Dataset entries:
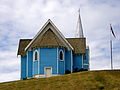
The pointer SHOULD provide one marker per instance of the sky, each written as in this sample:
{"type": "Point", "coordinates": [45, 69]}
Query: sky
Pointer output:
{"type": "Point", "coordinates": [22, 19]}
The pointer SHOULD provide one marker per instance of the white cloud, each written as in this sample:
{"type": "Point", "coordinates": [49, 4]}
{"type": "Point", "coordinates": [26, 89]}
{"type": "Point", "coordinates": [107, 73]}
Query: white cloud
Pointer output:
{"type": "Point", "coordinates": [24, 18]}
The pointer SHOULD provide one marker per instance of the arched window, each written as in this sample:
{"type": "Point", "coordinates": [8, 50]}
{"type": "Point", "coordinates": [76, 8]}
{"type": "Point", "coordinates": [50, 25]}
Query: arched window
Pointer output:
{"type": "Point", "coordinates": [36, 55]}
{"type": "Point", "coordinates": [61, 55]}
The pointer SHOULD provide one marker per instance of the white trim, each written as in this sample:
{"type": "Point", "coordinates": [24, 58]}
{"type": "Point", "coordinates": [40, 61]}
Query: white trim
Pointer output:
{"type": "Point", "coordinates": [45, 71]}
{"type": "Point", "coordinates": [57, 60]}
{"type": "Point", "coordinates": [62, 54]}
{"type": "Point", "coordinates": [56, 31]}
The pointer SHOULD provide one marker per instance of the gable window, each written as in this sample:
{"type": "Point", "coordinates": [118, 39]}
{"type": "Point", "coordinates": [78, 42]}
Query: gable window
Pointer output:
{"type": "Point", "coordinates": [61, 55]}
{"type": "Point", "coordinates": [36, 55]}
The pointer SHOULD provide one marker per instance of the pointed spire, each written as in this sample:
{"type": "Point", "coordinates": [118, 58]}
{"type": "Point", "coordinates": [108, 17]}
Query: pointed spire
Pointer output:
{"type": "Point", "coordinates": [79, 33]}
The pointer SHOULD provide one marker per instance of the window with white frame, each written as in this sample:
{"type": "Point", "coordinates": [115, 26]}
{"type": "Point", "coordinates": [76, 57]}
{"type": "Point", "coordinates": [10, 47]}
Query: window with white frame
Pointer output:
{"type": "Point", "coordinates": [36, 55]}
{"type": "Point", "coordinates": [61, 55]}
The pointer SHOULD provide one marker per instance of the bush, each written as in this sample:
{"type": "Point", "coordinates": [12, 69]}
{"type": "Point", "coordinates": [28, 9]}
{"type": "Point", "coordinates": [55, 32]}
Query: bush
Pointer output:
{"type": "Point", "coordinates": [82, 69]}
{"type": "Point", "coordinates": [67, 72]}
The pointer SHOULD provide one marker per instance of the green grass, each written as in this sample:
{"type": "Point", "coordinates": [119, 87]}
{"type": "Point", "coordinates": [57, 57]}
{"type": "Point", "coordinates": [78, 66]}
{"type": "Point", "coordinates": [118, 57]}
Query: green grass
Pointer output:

# Exercise instructions:
Each line of the data that contains "Query" should be counted; please give only the number.

# Finished task:
9